◆ **Extract**:

•••••

This was another book I read on the strength of the author’s reputation online; I’ve been aware of Mark ‘zompist’ Rosenfelder as an online personality for years, having read several of his web-based essays on politics and culture way back in the very early ‘00s. The universe of Against Peace and Freedom is a place he has clearly thought out thoroughly. I particularly appreciated the fact that although the culture of Okura is clearly derived from East Asia, rather than the West, I never detected a hint of cliched outsider-writing-about-the-East silliness.

Only quibble is, I was rather befuddled by the appearance midway through of a boorish 21st-century American who gets thawed out from his cryogenic suspension, makes an ass of himself over several pages, and then disappears without having added anything worthwhile to the story. I know Rosenfelder has written other works set in this same universe; maybe Mr. Stupid American is connected to one of those?

Speaking of politics, Katherine Addison’s The Goblin Emperor is old-fashioned court intrigue. When the Elvish emperor and most of his sons are killed in an airship crash, the crown passes to the half-goblin Maia, the emperor’s least-favored son and the offspring of his least-favored wife. The earnest but naive eighteen-year-old Maia was raised out in the boonies far away from the imperial court. He faces a steep learning curve. As said above, politics matter far more than traditional fantasy heroics: we get a deep look at the inner workings of a national government in a world where cable news doesn’t exist.

Two things to say about the world of The Goblin Emperor. First, it’s remarkable how few traditional fantasy tropes make it into the main narrative. Aside from very occasional references to magic, and technology such as airships and pneumatic tubes, this could easily be a fictional royal court in a pre-modern Earth. Elves and goblins aren’t magical beings here; they’re just people. Second, the amount of world-building that the author did is impressive. Although the action mostly stays within the confines of the imperial Elvish court, it’s clear that Addison lovingly worked out the geography, politics, and languages of this world.

One quibble: I read this on a Kindle, which means it is a bit inconvenient to flip back to confirm that the character that just showed up is the same guy who was mentioned twenty pages earlier. This gets annoying given the profusion of characters, as well as the universe-specific titles they are known by. Score one for paper books!

•••••

◆ **Listed entries**:
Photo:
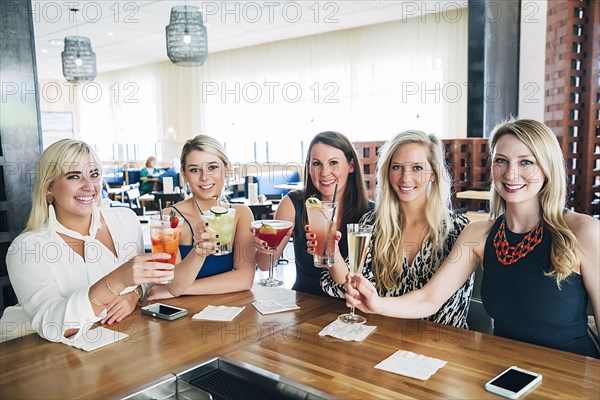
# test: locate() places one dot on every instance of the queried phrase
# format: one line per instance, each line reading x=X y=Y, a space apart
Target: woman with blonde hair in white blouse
x=76 y=264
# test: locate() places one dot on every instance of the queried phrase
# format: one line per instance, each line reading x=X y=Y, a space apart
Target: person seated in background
x=331 y=162
x=148 y=179
x=539 y=259
x=76 y=263
x=172 y=172
x=414 y=226
x=200 y=268
x=105 y=187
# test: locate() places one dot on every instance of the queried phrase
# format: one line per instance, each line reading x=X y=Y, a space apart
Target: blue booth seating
x=115 y=176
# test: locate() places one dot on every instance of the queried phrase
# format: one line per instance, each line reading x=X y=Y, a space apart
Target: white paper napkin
x=218 y=313
x=341 y=330
x=96 y=338
x=410 y=364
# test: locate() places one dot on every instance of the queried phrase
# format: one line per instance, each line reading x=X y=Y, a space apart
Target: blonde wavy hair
x=389 y=217
x=210 y=145
x=544 y=145
x=54 y=162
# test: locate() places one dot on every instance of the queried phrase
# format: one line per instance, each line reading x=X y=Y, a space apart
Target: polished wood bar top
x=288 y=344
x=474 y=195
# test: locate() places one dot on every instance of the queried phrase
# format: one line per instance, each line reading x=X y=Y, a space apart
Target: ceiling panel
x=131 y=33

•••••

◆ **Goal of the exercise**:
Carry on the book reviews of Against Peace and Freedom and The Goblin Emperor, starting right after their last sentence.

◆ **Task answer**:
Moving back to the 1980s, I also read Iain Banks’ Walking on Glass this year. Banks is an odd critter -- while he was alive, I kept hearing about how brilliant his science fiction novels were, but I never got around to reading them. Only after his premature death in 2013 did I try him out, and I found that I actually preferred the thrillers of Iain Banks to the SF works of Iain M. Banks (although I have his Player of Games sitting on my bookshelf unread, waiting for me to give middle-initialed Banks another try).

Despite the lack of a middle initial in the author’s name, Walking on Glass certainly does not keep the SF genre out completely. The very weird narrative follows three plots simultaneously, one of which seems to be set in an entirely different universe from the other two. In ascending order of strangeness: in one, a young Londoner is doggedly trying to pursue a relationship with a lady he is smitten with; in the second, we follow the troubled life of a man struggling with mental illness -- or perhaps he really is being persecuted by extraterrestrial oppressors. The possibility seems more than a little plausible, because the third plotline deals with two exiles from an interstellar war imprisoned in a castle in a deserted snowscape, whose only hope of release lies in their ability to work together to figure out a series of fiendishly-designed board games.

Banks’s taste for unpleasant imagery may not be for everyone, but I’ve read three of his thrillers now and I have never failed to be engrossed by them.